* **Data shown**:
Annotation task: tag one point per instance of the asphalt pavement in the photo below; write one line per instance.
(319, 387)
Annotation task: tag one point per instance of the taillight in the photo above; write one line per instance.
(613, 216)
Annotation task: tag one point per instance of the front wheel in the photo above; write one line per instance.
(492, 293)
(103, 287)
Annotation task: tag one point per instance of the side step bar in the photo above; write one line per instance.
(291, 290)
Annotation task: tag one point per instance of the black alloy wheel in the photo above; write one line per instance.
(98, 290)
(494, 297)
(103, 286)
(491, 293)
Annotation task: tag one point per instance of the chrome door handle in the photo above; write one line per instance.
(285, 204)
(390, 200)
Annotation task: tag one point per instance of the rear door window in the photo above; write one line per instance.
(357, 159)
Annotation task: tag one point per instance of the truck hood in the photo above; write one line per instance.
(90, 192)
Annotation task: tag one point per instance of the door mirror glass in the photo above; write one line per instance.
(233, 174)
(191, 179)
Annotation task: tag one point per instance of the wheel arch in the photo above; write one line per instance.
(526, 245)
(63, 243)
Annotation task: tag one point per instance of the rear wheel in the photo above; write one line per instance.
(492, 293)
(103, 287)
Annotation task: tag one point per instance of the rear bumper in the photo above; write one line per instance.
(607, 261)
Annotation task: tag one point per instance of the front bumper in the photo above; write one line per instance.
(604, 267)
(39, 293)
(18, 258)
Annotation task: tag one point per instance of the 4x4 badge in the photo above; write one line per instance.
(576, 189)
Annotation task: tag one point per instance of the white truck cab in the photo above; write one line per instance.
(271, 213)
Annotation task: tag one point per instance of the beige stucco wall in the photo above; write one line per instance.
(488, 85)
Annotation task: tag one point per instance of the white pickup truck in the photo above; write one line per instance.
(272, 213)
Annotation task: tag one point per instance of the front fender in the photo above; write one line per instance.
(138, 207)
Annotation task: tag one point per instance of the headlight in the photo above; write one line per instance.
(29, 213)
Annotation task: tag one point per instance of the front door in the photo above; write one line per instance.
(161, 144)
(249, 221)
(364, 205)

* **Do this**: Rewrite the rows from the line containing "Annotation task: tag one point per instance of the white truck" through the final row, both included, as a JSON list of strings with one string per line and blank lines omitted.

* **Response below**:
[
  "Annotation task: tag one point per instance of the white truck cab in the photo above; write one line per instance.",
  "(271, 213)",
  "Annotation task: tag one point per instance of the beige stucco wall in the photo above; write one line per instance.",
  "(488, 85)",
  "Annotation task: tag one point per instance of the white pickup truck in the photo above; write one line per instance.",
  "(272, 213)",
  "Annotation task: tag one point per instance of the front fender in the photo above; write one line per instance.",
  "(138, 207)",
  "Annotation task: tag one point per instance of the headlight in the photo above; write one line per instance.",
  "(29, 213)",
  "Annotation task: tag one point per instance of the front door in the photo above; write one line per instance.",
  "(161, 144)",
  "(249, 221)",
  "(364, 205)"
]